Exercise directions
Copy all records verbatim.
[Start]
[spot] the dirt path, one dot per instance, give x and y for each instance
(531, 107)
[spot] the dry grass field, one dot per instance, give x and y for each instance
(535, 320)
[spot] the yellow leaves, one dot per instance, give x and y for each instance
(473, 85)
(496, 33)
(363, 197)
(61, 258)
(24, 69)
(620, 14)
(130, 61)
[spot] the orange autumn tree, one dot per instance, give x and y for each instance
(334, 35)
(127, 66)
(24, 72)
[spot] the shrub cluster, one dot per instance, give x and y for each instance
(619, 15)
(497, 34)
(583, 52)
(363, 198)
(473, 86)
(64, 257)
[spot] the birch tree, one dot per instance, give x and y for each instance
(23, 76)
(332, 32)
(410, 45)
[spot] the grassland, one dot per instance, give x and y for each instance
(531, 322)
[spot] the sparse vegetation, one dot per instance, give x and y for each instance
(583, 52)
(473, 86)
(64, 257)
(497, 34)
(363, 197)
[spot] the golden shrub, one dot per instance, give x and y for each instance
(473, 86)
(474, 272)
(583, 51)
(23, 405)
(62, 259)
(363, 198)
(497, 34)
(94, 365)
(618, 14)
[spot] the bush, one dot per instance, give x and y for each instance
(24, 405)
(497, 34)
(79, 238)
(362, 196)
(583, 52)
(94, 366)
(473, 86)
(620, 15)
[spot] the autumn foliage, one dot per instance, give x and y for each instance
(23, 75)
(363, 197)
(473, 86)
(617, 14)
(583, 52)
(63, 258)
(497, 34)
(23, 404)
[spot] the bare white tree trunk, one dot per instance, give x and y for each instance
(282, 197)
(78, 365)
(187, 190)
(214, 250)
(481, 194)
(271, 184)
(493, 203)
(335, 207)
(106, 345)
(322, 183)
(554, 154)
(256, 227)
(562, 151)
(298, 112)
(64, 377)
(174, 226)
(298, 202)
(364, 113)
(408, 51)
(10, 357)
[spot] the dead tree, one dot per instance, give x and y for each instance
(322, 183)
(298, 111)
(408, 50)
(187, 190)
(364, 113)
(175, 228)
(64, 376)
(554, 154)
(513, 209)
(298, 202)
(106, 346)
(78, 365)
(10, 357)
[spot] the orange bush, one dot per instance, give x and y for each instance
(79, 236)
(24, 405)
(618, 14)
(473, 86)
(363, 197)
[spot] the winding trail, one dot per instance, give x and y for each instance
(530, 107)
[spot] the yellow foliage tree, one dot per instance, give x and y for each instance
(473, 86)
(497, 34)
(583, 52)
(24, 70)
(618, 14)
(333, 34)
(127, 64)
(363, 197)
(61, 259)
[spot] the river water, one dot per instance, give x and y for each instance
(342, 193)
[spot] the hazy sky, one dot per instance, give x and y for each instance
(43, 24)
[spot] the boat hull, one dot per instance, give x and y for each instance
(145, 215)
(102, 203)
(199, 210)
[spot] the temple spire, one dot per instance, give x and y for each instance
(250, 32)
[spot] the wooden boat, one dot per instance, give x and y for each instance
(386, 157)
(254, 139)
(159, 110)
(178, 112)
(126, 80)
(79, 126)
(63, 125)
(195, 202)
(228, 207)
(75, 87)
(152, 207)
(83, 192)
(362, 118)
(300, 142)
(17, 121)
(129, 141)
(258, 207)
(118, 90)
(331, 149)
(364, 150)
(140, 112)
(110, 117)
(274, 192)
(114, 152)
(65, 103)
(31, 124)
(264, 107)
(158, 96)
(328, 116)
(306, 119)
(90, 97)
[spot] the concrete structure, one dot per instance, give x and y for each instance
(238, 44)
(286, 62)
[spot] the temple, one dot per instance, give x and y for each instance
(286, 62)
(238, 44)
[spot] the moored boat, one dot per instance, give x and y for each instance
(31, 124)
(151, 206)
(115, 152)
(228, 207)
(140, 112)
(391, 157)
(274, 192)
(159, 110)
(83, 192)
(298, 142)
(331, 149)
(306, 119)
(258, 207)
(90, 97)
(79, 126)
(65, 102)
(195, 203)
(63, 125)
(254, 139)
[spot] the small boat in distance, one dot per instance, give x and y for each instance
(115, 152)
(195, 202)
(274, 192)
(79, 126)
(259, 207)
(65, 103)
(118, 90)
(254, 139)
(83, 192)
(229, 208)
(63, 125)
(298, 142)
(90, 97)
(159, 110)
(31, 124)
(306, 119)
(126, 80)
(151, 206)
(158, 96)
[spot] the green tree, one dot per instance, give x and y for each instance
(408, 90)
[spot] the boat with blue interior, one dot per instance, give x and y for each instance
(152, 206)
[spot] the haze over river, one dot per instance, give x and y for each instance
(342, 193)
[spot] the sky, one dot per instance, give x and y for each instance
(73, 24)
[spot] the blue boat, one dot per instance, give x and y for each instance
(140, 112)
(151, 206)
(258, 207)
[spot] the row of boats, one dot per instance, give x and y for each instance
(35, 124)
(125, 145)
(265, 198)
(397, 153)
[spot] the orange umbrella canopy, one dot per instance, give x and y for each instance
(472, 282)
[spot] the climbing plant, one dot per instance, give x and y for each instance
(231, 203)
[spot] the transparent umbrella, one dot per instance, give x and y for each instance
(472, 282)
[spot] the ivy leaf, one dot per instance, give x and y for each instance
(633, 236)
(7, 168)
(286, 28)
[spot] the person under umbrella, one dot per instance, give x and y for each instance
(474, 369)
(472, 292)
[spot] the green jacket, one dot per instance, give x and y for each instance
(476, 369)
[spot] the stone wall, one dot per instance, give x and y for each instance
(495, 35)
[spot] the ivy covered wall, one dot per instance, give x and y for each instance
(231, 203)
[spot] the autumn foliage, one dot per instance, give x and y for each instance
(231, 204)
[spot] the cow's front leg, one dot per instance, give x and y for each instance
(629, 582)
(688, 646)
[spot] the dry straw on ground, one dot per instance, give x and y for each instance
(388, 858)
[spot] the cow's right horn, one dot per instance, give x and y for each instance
[End]
Finished task
[spot] the dirt path, one dot per instance, give x and y for each instance
(531, 107)
[spot] the dry grass field, one dot per instance, give x and y for each instance
(535, 320)
[spot] the yellow leaves, one dot per instance, give x and y for each instance
(473, 85)
(496, 33)
(363, 197)
(61, 258)
(24, 69)
(620, 14)
(130, 61)
[spot] the orange autumn tree, one dot per instance, give x and y for each instance
(334, 35)
(127, 66)
(24, 72)
[spot] the shrub cluster, one dot per instance, give x and y for each instance
(619, 15)
(497, 34)
(583, 52)
(363, 198)
(473, 86)
(64, 257)
[spot] the birch tree, one dot per instance, give x and y for each instance
(23, 76)
(332, 32)
(410, 45)
[spot] the grassland, one dot per instance, give x and y for each instance
(531, 322)
[spot] the sparse vegetation, one dot per instance, give x and y for each instance
(583, 52)
(473, 86)
(64, 257)
(497, 34)
(363, 197)
[spot] the golden shrub, one dot per instance, give x and y for each instance
(473, 86)
(474, 272)
(583, 51)
(23, 405)
(62, 259)
(363, 198)
(497, 34)
(94, 365)
(618, 14)
[spot] the bush, one dot per instance, give x and y for each instance
(24, 405)
(497, 34)
(79, 238)
(362, 196)
(583, 52)
(94, 366)
(473, 86)
(620, 15)
[spot] the autumn foliage, one dot per instance, give x and y for each instance
(23, 75)
(363, 197)
(473, 86)
(617, 14)
(583, 52)
(63, 258)
(497, 34)
(23, 404)
[spot] the bare white tree trunk, one dot per instance, give x and y for each instance
(282, 197)
(78, 365)
(187, 190)
(214, 250)
(481, 194)
(271, 184)
(493, 203)
(335, 207)
(106, 345)
(322, 183)
(554, 154)
(256, 227)
(562, 151)
(298, 112)
(64, 377)
(174, 226)
(298, 202)
(364, 113)
(408, 51)
(10, 357)
[spot] the dead tree, one dot per instance, give x and y for each instance
(322, 183)
(298, 111)
(408, 50)
(187, 190)
(364, 113)
(175, 228)
(64, 376)
(554, 154)
(513, 209)
(298, 202)
(106, 346)
(78, 365)
(10, 357)
[spot] the orange bush, one dot per instance, give x and y for each instance
(79, 236)
(24, 405)
(618, 14)
(473, 86)
(363, 197)
[spot] the winding trail, one dot per instance, give x and y for each instance
(530, 107)
[spot] the yellow foliage tree, one dot per instance, give x and y for each instance
(473, 86)
(497, 34)
(583, 52)
(24, 70)
(618, 14)
(333, 34)
(127, 64)
(363, 197)
(61, 259)
[spot] the river water, one dot per instance, give x and y for each instance
(342, 193)
[spot] the hazy sky, one dot per instance, give x and y for each instance
(43, 24)
[spot] the boat hull, one dot per instance, give x and y for each instance
(145, 215)
(102, 203)
(199, 210)
[spot] the temple spire, one dot per instance, give x and y for each instance
(250, 32)
[spot] the wooden boat, one dot per instance, give x and y for each instance
(386, 157)
(254, 139)
(159, 110)
(178, 112)
(126, 80)
(79, 126)
(63, 125)
(195, 202)
(228, 207)
(75, 87)
(152, 207)
(83, 192)
(362, 118)
(300, 142)
(17, 121)
(129, 141)
(258, 207)
(118, 90)
(331, 149)
(364, 150)
(140, 112)
(110, 117)
(274, 192)
(114, 152)
(65, 103)
(31, 124)
(264, 107)
(158, 96)
(328, 116)
(306, 119)
(90, 97)
[spot] the concrete structure, one dot per instance, give x and y for each instance
(238, 44)
(286, 62)
[spot] the temple, one dot per instance, give x and y for each instance
(286, 62)
(238, 44)
[spot] the moored boat, one dot per instance, give x and y for each instance
(31, 124)
(151, 206)
(115, 152)
(228, 207)
(140, 112)
(391, 157)
(274, 192)
(159, 110)
(83, 192)
(298, 142)
(331, 149)
(306, 119)
(258, 207)
(90, 97)
(79, 126)
(65, 102)
(195, 203)
(63, 125)
(254, 139)
[spot] the small boat in distance, one dot per instance, give x and y for each instance
(115, 152)
(195, 202)
(274, 192)
(79, 126)
(259, 207)
(65, 103)
(118, 90)
(254, 139)
(83, 192)
(229, 208)
(63, 125)
(298, 142)
(90, 97)
(159, 110)
(31, 124)
(306, 119)
(126, 80)
(151, 206)
(158, 96)
[spot] the green tree, one dot per instance, give x and y for each instance
(408, 90)
[spot] the boat with blue interior, one dot per instance, give x and y for each instance
(152, 206)
[spot] the haze over river, one dot per instance, give x and y for each instance
(342, 193)
[spot] the sky, one dot per instance, give x and y for each instance
(73, 24)
[spot] the blue boat, one dot per instance, give x and y for each instance
(140, 112)
(151, 206)
(258, 207)
[spot] the row of boats, one dot per instance, give x and y for each instance
(35, 124)
(125, 145)
(265, 198)
(397, 153)
[spot] the orange umbrella canopy, one dot per instance, give x and y for each instance
(472, 282)
[spot] the climbing plant, one dot per instance, give x and y for each instance
(231, 203)
[spot] the transparent umbrella, one dot per instance, give x and y for each instance
(472, 282)
[spot] the ivy leaf, one dot per instance, give x and y for each instance
(633, 236)
(7, 168)
(286, 28)
[spot] the person under umbrella, one dot per instance, give x and y for each instance
(474, 369)
(472, 292)
[spot] the green jacket, one dot per instance, give x and y for each instance
(476, 369)
[spot] the stone wall, one dot per instance, give x and y for each instance
(495, 35)
[spot] the ivy covered wall, one dot per instance, give x and y for each instance
(231, 203)
[spot] the autumn foliage, one dot per instance, give x and y for each instance
(231, 204)
[spot] the cow's front leg, one dot per instance, give x and y for each instance
(629, 582)
(688, 646)
[spot] the dry straw on ground, one dot per instance, give x and y for each instance
(388, 858)
[spot] the cow's right horn, one dot per instance, give x and y for each instance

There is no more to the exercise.